READING PASSAGE.
>> Begin

The announcement of a new international “Board of Peace” fits neatly into this pattern. Presented as a bold initiative to guide Gaza out of conflict and into reconstruction, the Board of Peace has been framed by its sponsors as innovative, inclusive, and forward-looking. Yet for Palestinians, the announcement raises an older, still unresolved question: Who decides Gaza’s future, and on what authority?

What Is the Board of Peace?

The Board of Peace was announced by US President Donald Trump as part of a broader Phase Two Gaza plan, marking a shift from ceasefire management to post-genocide governance and reconstruction.

According to official descriptions, the board is meant to:

  • Oversee Gaza’s political transition
  • Coordinate reconstruction funding and investment
  • Provide international supervision during a “transitional” period

Trump declared himself chair of the board and described it as a high-level body composed of political leaders, financial figures, and diplomatic actors. Unlike the United Nations, the board has no clear treaty basis, no General Assembly mandate, and no defined accountability mechanism.

It is powerful not because it is formal, but because it is backed by money, political leverage, and security control.

>> End

PROBLEM STATEMENT. Transcribe everything in the passage on the Board of Peace from "The Board of Peace was" down to "defined accountability mechanism.". The rows that come next have no connection to the passage on the Board of Peace.

ENTRIES SUPPLIED.

>> Begin

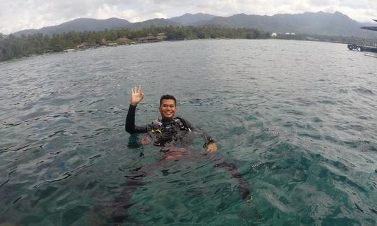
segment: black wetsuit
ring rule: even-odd
[[[145,185],[142,179],[147,176],[151,171],[161,167],[163,163],[177,163],[182,160],[193,160],[202,163],[213,161],[214,167],[228,170],[230,174],[238,180],[238,191],[244,200],[251,197],[251,186],[244,179],[236,168],[234,163],[227,161],[223,156],[219,153],[202,153],[200,151],[188,151],[187,146],[191,144],[195,134],[199,134],[205,140],[205,145],[214,142],[214,140],[207,133],[195,127],[188,121],[182,118],[175,118],[171,120],[156,120],[144,126],[135,126],[135,112],[136,107],[130,105],[130,108],[126,119],[126,130],[131,133],[147,133],[154,139],[154,144],[161,146],[160,153],[163,158],[160,158],[157,164],[146,165],[133,170],[137,173],[132,176],[126,177],[125,189],[115,199],[112,213],[112,220],[116,223],[128,221],[128,209],[133,204],[131,198],[133,192],[140,186]],[[189,154],[186,154],[189,153]],[[175,159],[175,161],[170,161]]]
[[[208,134],[191,124],[188,121],[176,117],[172,119],[155,120],[144,126],[135,125],[136,106],[130,105],[126,119],[126,131],[130,134],[148,133],[154,140],[154,145],[159,146],[188,146],[192,143],[195,134],[205,139],[205,146],[214,142]]]

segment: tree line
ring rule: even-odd
[[[0,33],[0,61],[42,54],[46,52],[59,52],[75,48],[87,43],[91,45],[100,45],[103,38],[114,41],[126,37],[132,41],[147,36],[149,33],[156,35],[165,33],[168,40],[203,38],[269,38],[268,32],[254,29],[225,28],[219,27],[151,27],[141,30],[119,29],[102,31],[83,31],[54,34],[52,36],[43,33],[21,36]]]

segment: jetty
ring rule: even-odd
[[[377,22],[377,20],[374,20]],[[377,27],[360,27],[360,29],[377,31]],[[359,44],[348,44],[347,45],[347,47],[350,50],[377,52],[377,46],[370,46],[370,45],[359,45]]]
[[[348,44],[347,45],[347,47],[348,47],[348,50],[350,50],[377,52],[377,47],[374,47],[374,46],[368,46],[368,45],[357,45],[357,44]]]

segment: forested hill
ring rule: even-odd
[[[371,18],[371,20],[373,18]],[[151,26],[219,26],[230,28],[255,28],[270,33],[307,33],[324,36],[355,36],[376,38],[377,32],[365,31],[360,27],[364,24],[350,19],[347,15],[336,12],[304,13],[300,14],[277,14],[273,16],[237,14],[230,17],[218,17],[209,14],[186,13],[170,19],[153,19],[142,22],[131,23],[127,20],[110,18],[108,20],[77,19],[57,26],[44,27],[38,30],[24,30],[15,33],[47,35],[72,31],[97,31],[107,29],[142,29]]]

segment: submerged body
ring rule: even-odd
[[[179,164],[180,160],[202,163],[213,160],[214,167],[223,168],[238,180],[238,190],[244,200],[251,198],[251,186],[237,170],[235,165],[229,163],[221,155],[214,153],[217,150],[214,140],[208,134],[196,128],[192,123],[182,118],[174,118],[177,110],[175,98],[169,95],[163,96],[160,100],[160,113],[161,120],[155,120],[152,123],[138,126],[135,125],[136,105],[144,97],[141,87],[137,86],[132,90],[131,100],[127,116],[125,129],[130,134],[144,133],[146,136],[141,140],[141,144],[152,144],[159,147],[158,161],[155,164],[146,165],[133,170],[136,174],[132,176],[125,176],[126,186],[122,193],[116,198],[114,211],[112,217],[114,222],[121,223],[128,220],[128,209],[133,192],[145,184],[143,179],[153,171],[161,170],[166,166]],[[191,151],[188,146],[193,143],[195,135],[200,135],[205,140],[205,147],[208,152]]]

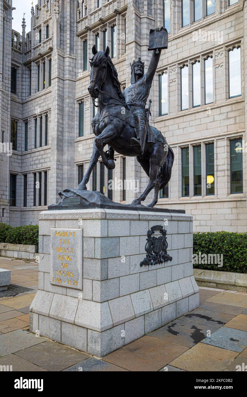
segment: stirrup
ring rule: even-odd
[[[140,145],[140,140],[136,138],[132,138],[130,139],[130,146],[137,146],[138,145]]]

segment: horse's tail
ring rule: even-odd
[[[173,150],[170,146],[168,146],[168,153],[165,160],[165,162],[160,168],[159,179],[161,181],[160,189],[162,189],[170,179],[172,168],[174,161],[174,153]]]

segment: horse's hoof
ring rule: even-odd
[[[110,159],[108,161],[107,168],[108,170],[114,170],[115,168],[115,162],[114,160]]]
[[[141,203],[138,200],[136,199],[136,200],[133,200],[131,204],[133,204],[133,205],[140,205]]]
[[[84,185],[79,185],[77,187],[77,190],[86,190],[86,186]]]

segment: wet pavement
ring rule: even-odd
[[[0,365],[13,371],[236,371],[247,365],[247,293],[200,287],[200,306],[101,359],[29,332],[35,262],[0,258]]]

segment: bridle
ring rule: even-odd
[[[108,93],[107,93],[106,91],[103,91],[102,90],[101,90],[100,89],[101,88],[101,87],[102,87],[102,85],[103,83],[105,81],[105,76],[106,76],[106,73],[107,73],[107,67],[105,68],[105,75],[104,76],[104,77],[103,77],[103,79],[102,79],[102,82],[101,83],[100,83],[99,81],[98,81],[98,80],[96,80],[95,79],[92,79],[92,80],[90,80],[90,84],[91,84],[92,83],[95,83],[96,84],[97,84],[98,86],[98,87],[99,87],[99,93],[100,93],[100,94],[105,94],[105,95],[107,95],[107,96],[109,96],[110,98],[111,98],[112,99],[115,99],[115,100],[117,101],[118,102],[119,102],[120,103],[121,103],[121,104],[122,104],[122,105],[123,105],[123,105],[125,105],[125,104],[124,102],[123,102],[123,101],[121,101],[121,100],[120,100],[118,99],[117,98],[115,98],[115,96],[112,96],[111,95],[110,95],[109,94],[108,94]],[[96,100],[96,98],[92,98],[93,103],[94,104],[94,105],[95,106],[96,108],[98,108],[99,106],[97,106],[97,105],[95,104],[95,101]],[[104,102],[103,102],[103,100],[102,100],[100,98],[97,98],[97,99],[98,100],[98,102],[101,102],[102,103],[102,104],[103,104],[103,105],[104,105],[105,106],[106,106],[107,105],[113,105],[113,104],[118,105],[118,104],[117,104],[117,103],[114,104],[114,103],[112,103],[111,102],[106,102],[106,103],[105,103]]]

>> End

CORRECT RESPONSE.
The Board of Peace was announced by US President Donald Trump as part of a broader Phase Two Gaza plan, marking a shift from ceasefire management to post-genocide governance and reconstruction.

According to official descriptions, the board is meant to:

  • Oversee Gaza’s political transition
  • Coordinate reconstruction funding and investment
  • Provide international supervision during a “transitional” period

Trump declared himself chair of the board and described it as a high-level body composed of political leaders, financial figures, and diplomatic actors. Unlike the United Nations, the board has no clear treaty basis, no General Assembly mandate, and no defined accountability mechanism.